[[ EXCERPT PROVIDED, beginning ]]

WASHINGTON – The Bush administration acknowledged Wednesday that fewer than half the stem cell lines approved for federal funding are fully developed and ready for researchers.
Health and Human Services Secretary Tommy Thompson said more cell lines will probably be ready by the time federal grants are issued next year. But even if they aren't, he said, two dozen cell lines are enough to get the science moving. "That is adequate," he told a Senate hearing.
Thompson also said the administration had reached an agreement on patent issues that will allow federally funded researchers to work with existing embryonic stem cell lines.
The agreement with Wisconsin Alumni Research Foundation, which holds the patents on the method of isolating stem cells, removes one of the major barriers to the promising research.
Thompson defended the administration against criticism for its decision limiting federal research funding to the stem cell lines that already exist. President Bush imposed the restriction to remove the incentive for destroying any future embryos, which is necessary to create new cell lines.
Of the 64 cell lines approved for research, Thompson said 24 or 25 are ready now. The others are in earlier stages of development. "That is adequate," he said, "but I think we'll have many more."
Critics say Bush's restrictions will hold back research.
"Many of the lines cited are not really viable or robust or usable," said Sen. Arlen Specter, R-Pa., as the Senate Health, Education, Labor and Pensions Committee opened hearings on stem cell research. He accused HHS of not giving the president complete information on which to base his decision.

[[ EXCERPT PROVIDED, end ]]
[[ SUPPLIED RECORDS, beginning ]]

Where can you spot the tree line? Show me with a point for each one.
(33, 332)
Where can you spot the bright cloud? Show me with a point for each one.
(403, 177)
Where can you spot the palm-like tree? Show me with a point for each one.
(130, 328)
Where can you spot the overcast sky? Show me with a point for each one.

[[ SUPPLIED RECORDS, end ]]

**QUESTIONS ON THE MATERIAL**
1: In the stem cell report, how many of the 64 approved cell lines does Thompson say are ready now?
2: Repeat the part of the stem cell report that opens with the words containing "Health and Human" and closes with "the promising research.".

**SOLUTION SET**
1: 24 or 25

2:
Health and Human Services Secretary Tommy Thompson said more cell lines will probably be ready by the time federal grants are issued next year. But even if they aren't, he said, two dozen cell lines are enough to get the science moving. "That is adequate," he told a Senate hearing.
Thompson also said the administration had reached an agreement on patent issues that will allow federally funded researchers to work with existing embryonic stem cell lines.
The agreement with Wisconsin Alumni Research Foundation, which holds the patents on the method of isolating stem cells, removes one of the major barriers to the promising research.